╭─ Record set

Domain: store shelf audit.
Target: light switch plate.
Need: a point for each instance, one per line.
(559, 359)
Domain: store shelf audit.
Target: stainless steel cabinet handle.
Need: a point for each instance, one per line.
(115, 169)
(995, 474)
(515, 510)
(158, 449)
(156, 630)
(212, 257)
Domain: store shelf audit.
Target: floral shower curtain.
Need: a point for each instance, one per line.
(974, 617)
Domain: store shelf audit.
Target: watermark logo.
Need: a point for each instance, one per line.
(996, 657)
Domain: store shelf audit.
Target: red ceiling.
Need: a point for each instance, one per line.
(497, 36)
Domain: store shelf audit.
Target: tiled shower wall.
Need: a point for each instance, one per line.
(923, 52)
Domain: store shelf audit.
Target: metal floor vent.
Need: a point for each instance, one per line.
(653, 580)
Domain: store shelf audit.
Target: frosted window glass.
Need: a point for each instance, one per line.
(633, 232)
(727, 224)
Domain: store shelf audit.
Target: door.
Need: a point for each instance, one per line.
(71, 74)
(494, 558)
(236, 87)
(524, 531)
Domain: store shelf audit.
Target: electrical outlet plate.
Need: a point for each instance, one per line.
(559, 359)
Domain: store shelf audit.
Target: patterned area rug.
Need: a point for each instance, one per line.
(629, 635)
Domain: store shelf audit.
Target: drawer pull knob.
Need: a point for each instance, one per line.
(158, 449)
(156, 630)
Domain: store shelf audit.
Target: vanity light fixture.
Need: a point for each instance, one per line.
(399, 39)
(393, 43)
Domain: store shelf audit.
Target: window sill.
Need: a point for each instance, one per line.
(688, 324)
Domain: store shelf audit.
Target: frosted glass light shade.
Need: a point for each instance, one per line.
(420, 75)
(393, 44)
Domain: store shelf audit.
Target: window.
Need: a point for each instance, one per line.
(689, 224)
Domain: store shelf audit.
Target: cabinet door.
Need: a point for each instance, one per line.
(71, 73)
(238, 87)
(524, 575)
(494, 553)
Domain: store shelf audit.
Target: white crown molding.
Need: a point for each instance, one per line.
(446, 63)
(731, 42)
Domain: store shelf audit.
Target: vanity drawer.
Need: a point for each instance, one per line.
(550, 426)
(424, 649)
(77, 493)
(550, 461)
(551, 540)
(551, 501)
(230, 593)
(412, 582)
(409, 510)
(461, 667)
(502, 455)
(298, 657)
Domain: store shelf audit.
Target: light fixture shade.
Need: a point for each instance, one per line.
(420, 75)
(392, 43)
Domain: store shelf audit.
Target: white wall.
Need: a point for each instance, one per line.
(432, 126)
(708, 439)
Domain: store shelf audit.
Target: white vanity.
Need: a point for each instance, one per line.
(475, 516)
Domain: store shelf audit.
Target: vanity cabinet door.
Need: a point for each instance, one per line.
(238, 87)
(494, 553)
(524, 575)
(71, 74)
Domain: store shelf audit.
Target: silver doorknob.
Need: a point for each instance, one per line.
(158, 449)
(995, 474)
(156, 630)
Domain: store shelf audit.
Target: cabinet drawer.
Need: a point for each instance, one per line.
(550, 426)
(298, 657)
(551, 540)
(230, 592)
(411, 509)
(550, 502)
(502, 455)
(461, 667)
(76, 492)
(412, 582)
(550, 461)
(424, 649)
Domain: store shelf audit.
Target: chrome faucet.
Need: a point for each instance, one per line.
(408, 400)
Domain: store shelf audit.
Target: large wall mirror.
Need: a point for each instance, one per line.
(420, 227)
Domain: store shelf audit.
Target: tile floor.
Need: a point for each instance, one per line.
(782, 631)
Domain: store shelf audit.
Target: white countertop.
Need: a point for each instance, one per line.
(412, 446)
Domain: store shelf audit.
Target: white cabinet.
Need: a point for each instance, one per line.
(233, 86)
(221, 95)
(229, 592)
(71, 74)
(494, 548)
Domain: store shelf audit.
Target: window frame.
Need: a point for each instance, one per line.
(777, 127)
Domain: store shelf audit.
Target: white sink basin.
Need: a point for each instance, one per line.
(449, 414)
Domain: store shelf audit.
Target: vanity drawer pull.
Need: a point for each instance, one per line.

╰─

-- Exercise brief --
Each line above must be printed exactly as it appears.

-- Response to the task --
Domain: store shelf audit.
Target: light switch plate.
Need: a point for each instance, one per line.
(559, 359)
Domain: store shelf audit.
Target: stainless steel cabinet handle.
Need: a point for each instance, one per line.
(115, 169)
(995, 474)
(515, 510)
(158, 449)
(156, 630)
(212, 257)
Domain: store shelf audit.
Target: floral shower curtain.
Need: a point for each instance, one per line.
(974, 617)
Domain: store shelf audit.
Target: watermark logo.
Need: a point for each instance, one per line.
(996, 657)
Domain: store shelf audit.
Target: red ceiling.
Need: a point for each instance, one per line.
(497, 36)
Domain: store shelf audit.
Target: tiled shower wall.
Need: a point for each instance, one per line.
(923, 52)
Domain: store shelf audit.
Target: metal floor vent.
Need: a point for each instance, one per line.
(653, 580)
Domain: store shelf audit.
Target: frosted window glass.
Need: a point for each instance, one per line.
(633, 232)
(727, 224)
Domain: store shelf audit.
Target: door.
Need: a point for each instance, one per line.
(71, 74)
(494, 558)
(236, 87)
(524, 531)
Domain: store shelf audit.
Target: electrical outlet plate.
Need: a point for each instance, one per line.
(559, 359)
Domain: store shelf audit.
Target: patterned area rug.
Need: a point for each instance, one per line.
(629, 635)
Domain: store shelf audit.
Target: drawer pull knob.
Need: a point for each instance, one per line.
(158, 449)
(156, 630)
Domain: store shelf audit.
Target: vanity light fixture.
Need: a point for each instance, one per line.
(399, 39)
(393, 43)
Domain: store shelf audit.
Target: window sill.
Need: a point for each instance, one per line.
(688, 324)
Domain: store shelf audit.
Target: frosted glass light shade.
Need: a point for each instance, one per line.
(420, 75)
(393, 44)
Domain: store shelf audit.
Target: window.
Need: a point for each instance, one per line.
(689, 224)
Domain: store shelf audit.
Target: cabinet door.
Need: a point for each instance, one per line.
(71, 73)
(238, 87)
(524, 575)
(494, 553)
Domain: store shelf audit.
Target: white crown molding.
Need: a point for each instance, one per line.
(446, 63)
(731, 42)
Domain: store shelf audit.
Target: vanity drawer.
Need: a point for each instance, one per line.
(550, 426)
(424, 649)
(77, 493)
(550, 461)
(551, 540)
(551, 501)
(230, 593)
(412, 582)
(409, 510)
(461, 667)
(502, 455)
(298, 657)
Domain: store shelf audit.
Target: light fixture shade.
Need: a point for each instance, one per line.
(420, 75)
(392, 43)
Domain: store shelf audit.
Target: white wall.
Need: a point for each instance, one per line.
(432, 126)
(708, 439)
Domain: store shelf audit.
Target: white vanity.
Need: a point for each instance, one per line.
(475, 516)
Domain: store shelf audit.
Target: vanity cabinet door.
Need: a point for each instance, one per line.
(238, 87)
(494, 553)
(524, 575)
(71, 74)
Domain: store shelf audit.
Target: silver doorknob.
Need: a point for each instance, one per line.
(158, 449)
(995, 474)
(156, 630)
Domain: store shelf audit.
Target: cabinet drawer.
Need: a point for each instance, one per line.
(550, 426)
(298, 657)
(551, 540)
(230, 592)
(411, 509)
(550, 502)
(502, 455)
(461, 667)
(76, 492)
(412, 582)
(550, 461)
(424, 649)
Domain: store shelf audit.
Target: chrome faucet.
Need: a point for each instance, one per line.
(408, 400)
Domain: store shelf audit.
Target: large wall mirror.
Need: a point for each instance, one per line.
(420, 227)
Domain: store shelf audit.
Target: tile floor.
Need: a point for each instance, one per line.
(782, 631)
Domain: store shelf audit.
Target: white countertop.
Need: a point for each instance, one per line.
(412, 446)
Domain: store shelf audit.
Target: white cabinet.
Need: a point for each instance, one per line.
(233, 86)
(221, 95)
(229, 592)
(71, 74)
(494, 548)
Domain: store shelf audit.
Target: window frame.
Need: a point for each instance, one per line.
(777, 127)
Domain: store shelf audit.
Target: white sink basin.
Need: a point for each instance, one per line.
(449, 414)
Domain: store shelf audit.
Target: vanity drawer pull.
Need: a point for each instance, one per line.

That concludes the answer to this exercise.